==== Exercise data ====

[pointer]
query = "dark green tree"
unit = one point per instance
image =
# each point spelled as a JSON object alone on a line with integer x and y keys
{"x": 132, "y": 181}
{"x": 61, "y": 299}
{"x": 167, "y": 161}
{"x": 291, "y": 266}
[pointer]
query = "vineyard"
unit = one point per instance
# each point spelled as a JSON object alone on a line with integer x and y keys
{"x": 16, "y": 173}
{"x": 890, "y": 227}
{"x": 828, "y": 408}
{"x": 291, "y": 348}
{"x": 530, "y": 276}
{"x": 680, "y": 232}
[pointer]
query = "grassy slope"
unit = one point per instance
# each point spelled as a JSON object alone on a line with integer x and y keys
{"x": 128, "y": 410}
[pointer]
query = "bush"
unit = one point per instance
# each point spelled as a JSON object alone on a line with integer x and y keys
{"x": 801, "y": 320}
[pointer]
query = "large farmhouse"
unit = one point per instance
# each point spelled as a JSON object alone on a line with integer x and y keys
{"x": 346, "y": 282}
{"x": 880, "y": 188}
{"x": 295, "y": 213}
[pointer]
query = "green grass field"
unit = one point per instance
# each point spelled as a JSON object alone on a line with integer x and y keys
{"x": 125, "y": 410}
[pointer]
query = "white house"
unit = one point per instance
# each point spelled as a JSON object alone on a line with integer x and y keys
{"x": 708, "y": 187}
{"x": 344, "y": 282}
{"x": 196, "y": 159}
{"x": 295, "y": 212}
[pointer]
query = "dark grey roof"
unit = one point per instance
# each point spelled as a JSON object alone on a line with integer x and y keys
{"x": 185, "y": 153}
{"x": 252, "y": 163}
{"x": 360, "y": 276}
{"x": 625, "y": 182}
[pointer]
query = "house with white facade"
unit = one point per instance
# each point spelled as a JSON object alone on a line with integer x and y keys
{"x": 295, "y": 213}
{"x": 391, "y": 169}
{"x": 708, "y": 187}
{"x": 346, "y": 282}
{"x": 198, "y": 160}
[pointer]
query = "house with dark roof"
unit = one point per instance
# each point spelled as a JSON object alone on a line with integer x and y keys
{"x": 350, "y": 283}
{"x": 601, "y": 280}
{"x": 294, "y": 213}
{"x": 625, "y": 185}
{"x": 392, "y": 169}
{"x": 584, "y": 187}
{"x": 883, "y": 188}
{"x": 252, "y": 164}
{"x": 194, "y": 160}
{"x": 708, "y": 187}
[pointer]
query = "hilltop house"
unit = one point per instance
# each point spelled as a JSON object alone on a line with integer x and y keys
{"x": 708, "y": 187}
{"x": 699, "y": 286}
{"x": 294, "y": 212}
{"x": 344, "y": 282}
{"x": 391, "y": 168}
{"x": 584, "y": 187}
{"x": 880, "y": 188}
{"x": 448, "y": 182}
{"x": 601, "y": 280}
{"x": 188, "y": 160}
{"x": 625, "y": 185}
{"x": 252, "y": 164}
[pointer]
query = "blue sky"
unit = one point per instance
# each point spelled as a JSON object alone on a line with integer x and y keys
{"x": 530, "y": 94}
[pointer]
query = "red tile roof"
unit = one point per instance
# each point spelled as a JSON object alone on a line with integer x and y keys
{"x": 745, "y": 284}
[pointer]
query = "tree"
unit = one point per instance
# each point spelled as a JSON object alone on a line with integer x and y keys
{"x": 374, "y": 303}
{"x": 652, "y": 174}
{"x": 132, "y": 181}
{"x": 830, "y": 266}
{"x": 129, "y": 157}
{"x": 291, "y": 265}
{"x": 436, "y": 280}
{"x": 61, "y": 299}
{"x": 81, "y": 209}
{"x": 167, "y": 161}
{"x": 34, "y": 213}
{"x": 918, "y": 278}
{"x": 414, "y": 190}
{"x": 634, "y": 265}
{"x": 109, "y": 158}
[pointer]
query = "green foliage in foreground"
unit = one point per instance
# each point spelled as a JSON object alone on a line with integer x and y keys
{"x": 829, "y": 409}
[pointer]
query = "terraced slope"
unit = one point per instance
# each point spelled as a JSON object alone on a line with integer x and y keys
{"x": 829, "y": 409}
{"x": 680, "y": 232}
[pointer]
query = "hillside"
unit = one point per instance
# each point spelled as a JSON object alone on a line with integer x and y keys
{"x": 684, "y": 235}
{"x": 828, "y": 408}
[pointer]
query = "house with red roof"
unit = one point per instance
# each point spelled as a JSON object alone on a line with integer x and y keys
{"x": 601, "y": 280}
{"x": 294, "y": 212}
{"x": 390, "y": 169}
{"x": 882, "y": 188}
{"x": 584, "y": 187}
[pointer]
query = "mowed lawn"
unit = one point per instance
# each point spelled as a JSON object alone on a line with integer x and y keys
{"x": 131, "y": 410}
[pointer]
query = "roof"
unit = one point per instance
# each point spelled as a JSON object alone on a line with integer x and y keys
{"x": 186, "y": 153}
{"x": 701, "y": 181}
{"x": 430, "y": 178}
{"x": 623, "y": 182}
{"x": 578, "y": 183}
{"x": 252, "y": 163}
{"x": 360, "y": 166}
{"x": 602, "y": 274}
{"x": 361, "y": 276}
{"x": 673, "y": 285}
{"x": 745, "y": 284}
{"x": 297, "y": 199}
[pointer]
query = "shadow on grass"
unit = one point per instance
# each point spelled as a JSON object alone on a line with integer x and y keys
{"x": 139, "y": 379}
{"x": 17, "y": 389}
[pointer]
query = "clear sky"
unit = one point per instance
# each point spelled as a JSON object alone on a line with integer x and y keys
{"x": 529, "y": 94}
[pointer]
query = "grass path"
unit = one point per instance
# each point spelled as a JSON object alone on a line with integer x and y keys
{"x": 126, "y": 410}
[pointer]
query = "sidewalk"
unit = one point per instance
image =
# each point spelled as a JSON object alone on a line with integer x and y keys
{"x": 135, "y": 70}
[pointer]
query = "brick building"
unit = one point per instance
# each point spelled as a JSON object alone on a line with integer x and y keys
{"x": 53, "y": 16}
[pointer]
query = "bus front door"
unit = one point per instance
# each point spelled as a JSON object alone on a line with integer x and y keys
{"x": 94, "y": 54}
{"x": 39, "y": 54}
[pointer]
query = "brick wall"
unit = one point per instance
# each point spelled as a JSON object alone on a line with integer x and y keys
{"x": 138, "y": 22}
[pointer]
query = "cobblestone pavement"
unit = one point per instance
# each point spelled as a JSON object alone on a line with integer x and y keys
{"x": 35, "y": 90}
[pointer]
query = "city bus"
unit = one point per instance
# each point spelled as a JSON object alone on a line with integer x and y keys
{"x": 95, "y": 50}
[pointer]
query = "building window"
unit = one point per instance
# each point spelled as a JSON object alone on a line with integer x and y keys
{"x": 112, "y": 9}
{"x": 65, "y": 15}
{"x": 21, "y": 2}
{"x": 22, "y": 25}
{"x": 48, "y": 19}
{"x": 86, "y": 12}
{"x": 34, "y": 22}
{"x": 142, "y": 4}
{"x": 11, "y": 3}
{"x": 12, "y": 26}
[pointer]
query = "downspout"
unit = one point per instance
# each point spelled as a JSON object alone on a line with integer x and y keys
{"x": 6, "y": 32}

====

The task:
Above are some records. Print them all exactly.

Task result:
[pointer]
query = "dark green tree"
unit = one point per instance
image =
# each point spelled as a JSON object alone on a line with integer x and y keys
{"x": 132, "y": 181}
{"x": 61, "y": 299}
{"x": 167, "y": 161}
{"x": 291, "y": 266}
[pointer]
query = "vineyard"
unit = one point per instance
# each point spelled as a JSON object alone on a line with integer x and y keys
{"x": 16, "y": 173}
{"x": 890, "y": 227}
{"x": 828, "y": 408}
{"x": 291, "y": 348}
{"x": 530, "y": 276}
{"x": 680, "y": 232}
[pointer]
query = "grassy slope"
unit = one point per instance
# each point spelled as a JSON object alone on a line with integer x and y keys
{"x": 128, "y": 410}
[pointer]
query = "bush"
unit = one point per instance
# each point spelled as a JSON object alone on a line with integer x and y keys
{"x": 801, "y": 320}
[pointer]
query = "large farmhouse"
unit = one point per instance
# each point spelled as a JSON object alone on a line with integer x and y keys
{"x": 346, "y": 282}
{"x": 880, "y": 188}
{"x": 295, "y": 213}
[pointer]
query = "green grass field"
unit = one point per instance
# each point spelled as a JSON object alone on a line with integer x and y keys
{"x": 125, "y": 410}
[pointer]
query = "white house"
unit = one point per instance
# each point spelled as a JSON object alone on a line with integer x and y keys
{"x": 708, "y": 187}
{"x": 344, "y": 282}
{"x": 196, "y": 159}
{"x": 295, "y": 212}
[pointer]
query = "dark grey roof"
unit = one point per instance
# each point spelled as a JSON object alone on a line with integer x and y keys
{"x": 185, "y": 153}
{"x": 252, "y": 163}
{"x": 360, "y": 276}
{"x": 625, "y": 182}
[pointer]
query = "house with white facade"
unit = one point per instance
# each point spelled as a JSON object alone on a line with integer x and y keys
{"x": 295, "y": 213}
{"x": 391, "y": 169}
{"x": 708, "y": 187}
{"x": 346, "y": 282}
{"x": 198, "y": 160}
[pointer]
query = "house with dark roof"
unit = one point per instance
# each point spelled as a JSON object alone on a line with integer x and y keys
{"x": 350, "y": 283}
{"x": 601, "y": 280}
{"x": 294, "y": 213}
{"x": 625, "y": 185}
{"x": 392, "y": 169}
{"x": 584, "y": 187}
{"x": 883, "y": 188}
{"x": 252, "y": 164}
{"x": 194, "y": 160}
{"x": 708, "y": 187}
[pointer]
query = "hilltop house"
unit = one point per instance
# each point spelled as a JSON object alone on a line with integer x and y keys
{"x": 708, "y": 187}
{"x": 699, "y": 286}
{"x": 294, "y": 212}
{"x": 344, "y": 282}
{"x": 391, "y": 168}
{"x": 584, "y": 187}
{"x": 880, "y": 188}
{"x": 448, "y": 182}
{"x": 601, "y": 280}
{"x": 188, "y": 160}
{"x": 625, "y": 185}
{"x": 252, "y": 164}
[pointer]
query = "blue sky"
unit = one point per instance
# each point spelled as a JSON object alone on a line with integer x and y keys
{"x": 530, "y": 94}
[pointer]
query = "red tile roof"
unit = one point per instance
# each point spelled as a JSON object alone on a line with integer x and y keys
{"x": 745, "y": 284}
[pointer]
query = "tree"
unit = one point per instance
# each point spelled as a JSON object alone on a line with integer x and y keys
{"x": 374, "y": 303}
{"x": 652, "y": 174}
{"x": 132, "y": 181}
{"x": 830, "y": 266}
{"x": 129, "y": 157}
{"x": 291, "y": 265}
{"x": 436, "y": 280}
{"x": 61, "y": 299}
{"x": 81, "y": 209}
{"x": 167, "y": 161}
{"x": 34, "y": 213}
{"x": 918, "y": 278}
{"x": 414, "y": 190}
{"x": 634, "y": 265}
{"x": 109, "y": 158}
[pointer]
query = "green foliage in foreground"
unit = one point per instance
# each point spelled as a JSON object alone on a line with integer x and y keys
{"x": 829, "y": 409}
[pointer]
query = "terraced slope"
unit = one point per instance
# each point spelled as a JSON object alone on a line with integer x and y keys
{"x": 829, "y": 409}
{"x": 680, "y": 232}
[pointer]
query = "hillside"
unit = one point per instance
# each point spelled as a JSON object alone on a line with integer x and y keys
{"x": 684, "y": 235}
{"x": 828, "y": 408}
[pointer]
query = "house with red roof"
unit = one point per instance
# each point spelled as a JSON object alone on a line with integer x and y keys
{"x": 601, "y": 280}
{"x": 294, "y": 212}
{"x": 390, "y": 169}
{"x": 882, "y": 188}
{"x": 584, "y": 187}
[pointer]
query = "mowed lawn"
unit = one point per instance
# each point spelled as a JSON object alone on a line with integer x and y keys
{"x": 131, "y": 410}
[pointer]
query = "roof"
unit = one point per instance
# each point spelled as a JSON object alone on a line with integer x and y keys
{"x": 186, "y": 153}
{"x": 701, "y": 181}
{"x": 430, "y": 178}
{"x": 623, "y": 182}
{"x": 578, "y": 183}
{"x": 252, "y": 163}
{"x": 360, "y": 166}
{"x": 602, "y": 274}
{"x": 361, "y": 276}
{"x": 673, "y": 285}
{"x": 745, "y": 284}
{"x": 297, "y": 199}
[pointer]
query = "shadow on grass"
unit = one point per instance
# each point spelled as a JSON object alone on a line with integer x and y keys
{"x": 139, "y": 379}
{"x": 17, "y": 389}
[pointer]
query = "clear sky"
unit = one point per instance
# each point spelled as a JSON object alone on a line with integer x and y keys
{"x": 529, "y": 94}
[pointer]
query = "grass path"
unit = one point per instance
# each point spelled as a JSON object alone on a line with integer x and y keys
{"x": 126, "y": 410}
[pointer]
query = "sidewalk"
unit = one point per instance
image =
# each point spelled as a JSON object alone on a line with integer x and y keys
{"x": 135, "y": 70}
[pointer]
query = "brick building"
unit = one point per instance
# each point spelled as a JSON object alone on a line with integer x and y keys
{"x": 53, "y": 16}
[pointer]
query = "bus front door"
unit = one point per instance
# each point spelled as a JSON object alone on a line with integer x and y keys
{"x": 94, "y": 54}
{"x": 39, "y": 54}
[pointer]
query = "brick wall"
unit = one point per instance
# each point spelled as a JSON object alone on a line with integer x and y keys
{"x": 138, "y": 22}
[pointer]
query = "cobblestone pavement"
unit = one point per instance
# each point spelled as a JSON object alone on a line with integer x and y keys
{"x": 35, "y": 90}
[pointer]
query = "city bus"
unit = one point per instance
# each point spelled as a JSON object alone on a line with integer x and y keys
{"x": 95, "y": 50}
[pointer]
query = "building window"
unit = one point per instance
# each point spelled as a JSON object alone on a line with integer x and y keys
{"x": 112, "y": 9}
{"x": 65, "y": 15}
{"x": 21, "y": 2}
{"x": 22, "y": 25}
{"x": 48, "y": 19}
{"x": 86, "y": 12}
{"x": 34, "y": 22}
{"x": 142, "y": 4}
{"x": 11, "y": 3}
{"x": 12, "y": 26}
[pointer]
query = "downspout"
unit = one point per instance
# each point spelled as a JSON object alone on a line with integer x and y keys
{"x": 6, "y": 32}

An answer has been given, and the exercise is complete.